▶ [SET PROBLEM]
Only the pictures are left out: repeat the rest of the entries exactly.

▶ [MATERIAL FOR THIS EXERCISE]

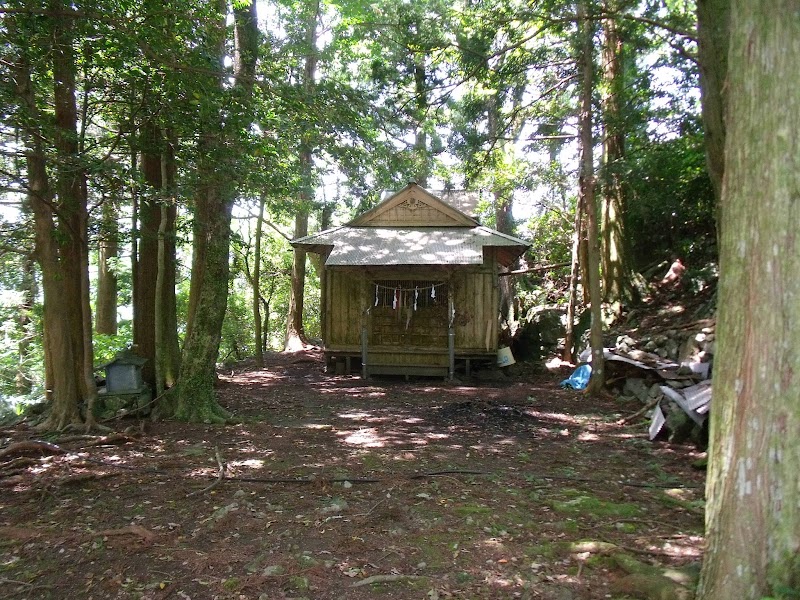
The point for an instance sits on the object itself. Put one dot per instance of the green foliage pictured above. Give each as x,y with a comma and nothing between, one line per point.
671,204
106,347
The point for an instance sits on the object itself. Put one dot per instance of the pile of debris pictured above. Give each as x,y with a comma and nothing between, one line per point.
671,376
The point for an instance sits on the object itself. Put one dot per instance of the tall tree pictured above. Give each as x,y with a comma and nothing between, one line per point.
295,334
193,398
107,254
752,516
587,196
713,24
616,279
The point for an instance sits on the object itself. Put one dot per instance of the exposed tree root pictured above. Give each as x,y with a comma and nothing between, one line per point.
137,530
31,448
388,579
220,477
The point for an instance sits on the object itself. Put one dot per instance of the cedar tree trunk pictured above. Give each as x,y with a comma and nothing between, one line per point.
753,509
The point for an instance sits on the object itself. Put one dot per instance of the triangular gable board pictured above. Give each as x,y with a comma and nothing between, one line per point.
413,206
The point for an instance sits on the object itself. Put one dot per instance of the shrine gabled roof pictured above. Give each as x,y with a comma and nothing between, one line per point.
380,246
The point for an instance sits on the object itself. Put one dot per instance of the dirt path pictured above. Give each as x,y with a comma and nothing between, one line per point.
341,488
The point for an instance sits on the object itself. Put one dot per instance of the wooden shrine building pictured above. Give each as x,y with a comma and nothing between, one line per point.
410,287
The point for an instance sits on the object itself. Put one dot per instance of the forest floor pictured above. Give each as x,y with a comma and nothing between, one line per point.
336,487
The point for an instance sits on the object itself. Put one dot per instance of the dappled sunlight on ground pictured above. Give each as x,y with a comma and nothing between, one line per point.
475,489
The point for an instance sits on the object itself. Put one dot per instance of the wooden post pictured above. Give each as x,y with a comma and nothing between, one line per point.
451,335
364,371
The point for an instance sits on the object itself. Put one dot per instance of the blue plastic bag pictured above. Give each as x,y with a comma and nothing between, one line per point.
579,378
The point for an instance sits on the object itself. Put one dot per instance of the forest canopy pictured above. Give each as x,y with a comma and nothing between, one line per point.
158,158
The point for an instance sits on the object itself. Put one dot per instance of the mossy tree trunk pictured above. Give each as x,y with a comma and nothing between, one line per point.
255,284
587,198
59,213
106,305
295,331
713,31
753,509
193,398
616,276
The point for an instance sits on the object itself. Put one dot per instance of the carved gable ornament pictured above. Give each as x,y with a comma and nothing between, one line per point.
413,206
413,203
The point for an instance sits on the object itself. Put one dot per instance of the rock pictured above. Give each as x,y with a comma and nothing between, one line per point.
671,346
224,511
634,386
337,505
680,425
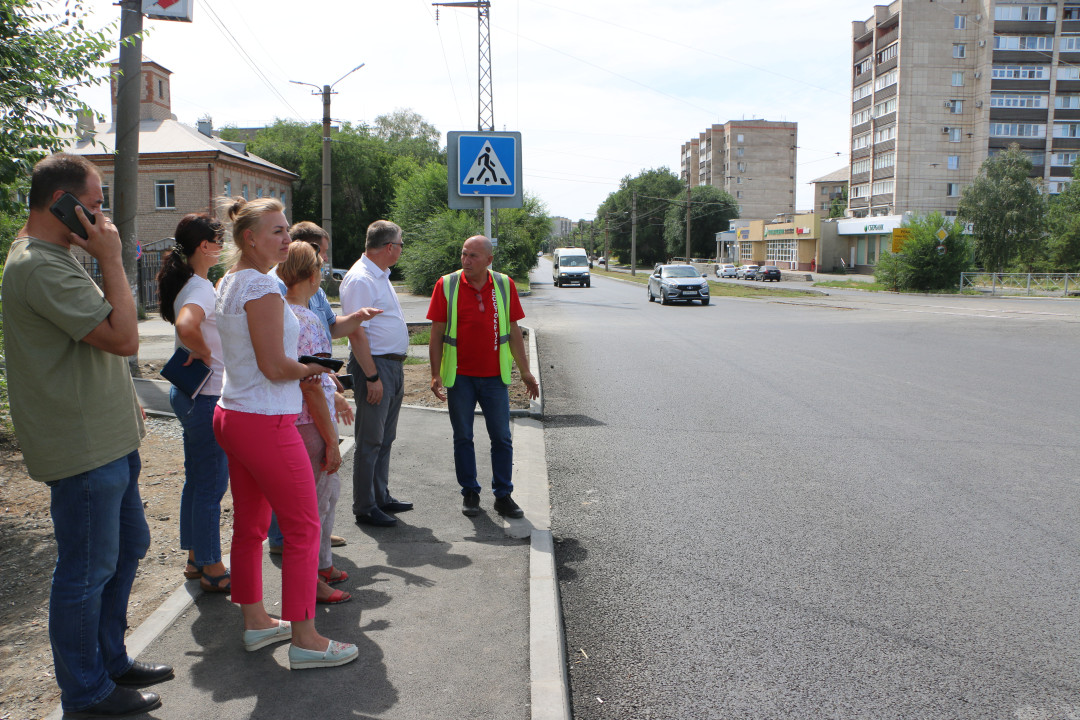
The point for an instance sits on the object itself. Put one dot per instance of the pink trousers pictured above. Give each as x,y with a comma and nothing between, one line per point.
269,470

▶ [CORRECT RESPONSE]
The point for an instance sits on the object itself. Put one dot per instance of the green foliage pictured above. Give each as x,y with a comma and nothing between, one line per point.
671,204
106,347
The point for an instance sits on the object itself. Put one dot per instance of the pile of debris pictured above. Give each as x,y with a comma and nothing between, one line per point.
671,376
The point for an instance sits on the object itself. Put one dot per instance of the tall tree pictured above. Give each as x,y with a comma and nothing between, one line per point.
295,334
193,398
107,254
752,516
587,196
713,24
616,279
The point for an instance sits on the object itself. Put one dot per instance of the exposed tree root pictured above. Give each as x,y with a comma and nothing between, one line per point.
137,530
31,448
388,579
220,477
The point for an instance sits on the object itself. Put one dot per instance of the cedar tree trunk pictured above. Give each as x,y with a comma and nothing between, one line per point.
753,509
The point for an instance sits on the object itself. Put one dot per instance of the triangular gable board pictured above. Give each as x,y with a comma and nothing between, one line per point.
413,206
The point for an instance sits on the object itself. Put one dot per instance of the shrine gabled roof pictured above. Give each as x,y with a comma and nothing between, one line per point.
380,246
The point for an instance sits on the object itself. Put one dot per instance of the dirt path pictured above. Give each as x,y with a comma and nothing between, one line per point.
341,488
The point for an instance sits on the object itself. Put one dot per instance of the wooden shrine building pictured above. Give each as x,y with a comma and nothing between, one line per point.
410,287
The point for an instance sits on the object itself. Put one dot per instance of the forest floor pictured above. Give each as x,y with a comma and nothing between, one line per point.
336,487
The point for an instance sits on the object itself. Put one dot per instance of the dappled sunlight on ground pictured above. Give each as x,y with a comma and nothing between, one line per point.
475,489
The point for an instance sits on the object itself. Put one dot per instance of the wooden post pictured above. Give each as x,y with a comma and nothing between, one line per point.
451,335
364,371
The point for an instance sits on the object itself. Put one dot per instance of the blue plastic bag pictured above. Give each as x,y with a comma and nothing between, one line per point.
579,378
The point for an instance sits on the object itself. Put one dot per instance of the forest canopy pictured above. Give each as x,y with a comma and nothing between, one line per point.
158,158
The point for an instance sits on the object itself. Put one dot per instance of the mossy tree trunk pictured above. Give each as x,y with a comma and nothing between, one line per point.
255,284
587,198
59,213
106,305
295,331
713,31
753,509
193,398
616,276
The point for an instance sits on the object itself. Put one dot per instance of the carved gable ornament pictured above. Give each as x,y with a comma and nothing between, one line per point.
413,206
413,203
The point for an instance sits on the object itself. Put one dot per instance of the rock pictured above. Give each as x,y with a comma and nothing between, one line per point.
671,346
224,511
634,386
337,505
680,425
The point for an instance sits on the object itself. Put one dot per instance of the pink trousers pictured above. Give each as x,y with a comma and nothing between, one line per point.
269,470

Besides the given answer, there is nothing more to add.